[Begin Provided data]
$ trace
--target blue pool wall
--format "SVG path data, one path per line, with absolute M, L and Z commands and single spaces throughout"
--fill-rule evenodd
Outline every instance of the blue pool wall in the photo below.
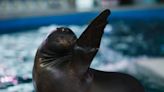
[End Provided data]
» **Task requirements**
Print every line of the listing above unchanged, leaving the picture out.

» **Task output**
$ trace
--target blue pool wall
--format "SVG path data, one path per line, with absolute M, L and Z commands and single spaces throughout"
--fill-rule evenodd
Outline every instance of the blue pool wall in the photo below.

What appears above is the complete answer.